TASK TO CARRY OUT: Restate each of the lines below word for word and drop every picture.

START SOURCE INFORMATION

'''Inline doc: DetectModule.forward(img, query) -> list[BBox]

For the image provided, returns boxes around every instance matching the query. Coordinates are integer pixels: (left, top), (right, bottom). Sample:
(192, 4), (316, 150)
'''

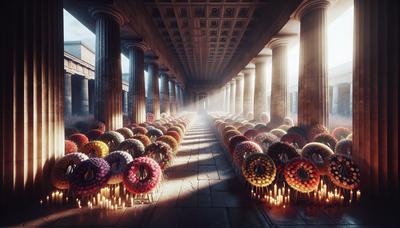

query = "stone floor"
(1, 114), (398, 227)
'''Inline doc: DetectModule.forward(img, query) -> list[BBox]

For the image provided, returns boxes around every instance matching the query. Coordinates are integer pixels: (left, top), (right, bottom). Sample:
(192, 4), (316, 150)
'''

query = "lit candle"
(356, 190), (361, 200)
(40, 200), (43, 206)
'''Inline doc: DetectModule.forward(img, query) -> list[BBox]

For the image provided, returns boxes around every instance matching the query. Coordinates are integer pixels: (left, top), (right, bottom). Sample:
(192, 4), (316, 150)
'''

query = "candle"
(40, 200), (43, 206)
(356, 190), (361, 200)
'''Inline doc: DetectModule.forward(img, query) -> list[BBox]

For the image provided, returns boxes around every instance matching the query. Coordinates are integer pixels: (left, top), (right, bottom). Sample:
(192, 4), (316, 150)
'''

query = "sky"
(63, 9), (130, 73)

END SOURCE INFORMATION

RESULT OF THE TASK:
'''Inline doc: DetectModule.forward(img, query) -> list[BBox]

For the image provided, returns boxes around every instance matching the query. Coordinates are integer pixels: (left, top), (right, bottom). Sample:
(192, 4), (316, 150)
'''


query = "stone floor"
(1, 114), (398, 227)
'''Inline doc: DetectModule.forward(img, query) -> list[BBox]

For the image provided, returns boxes around every instance matching the query. Coordinates are integer pixels: (left, top), (right, bottom). Sample:
(192, 4), (316, 150)
'''

query = "lit candle"
(356, 190), (361, 200)
(40, 200), (43, 206)
'''Inline doc: DetectModule.forward(img, query) -> list[BBox]

For the image provided, returns boxes around every instance matching the query. Coordinates are integer pixels: (left, top), (right, bottom). Sample:
(192, 4), (316, 150)
'''

query = "candle"
(40, 200), (43, 206)
(356, 190), (361, 200)
'''Inline doc: DetectModule.forward(img, query) -> list[BBox]

For the image provided, returns boxes around every instance matching the query. Coordinates are integer pixels: (left, top), (right, bottom). Sample:
(192, 4), (316, 150)
'''

query = "sky"
(63, 9), (130, 73)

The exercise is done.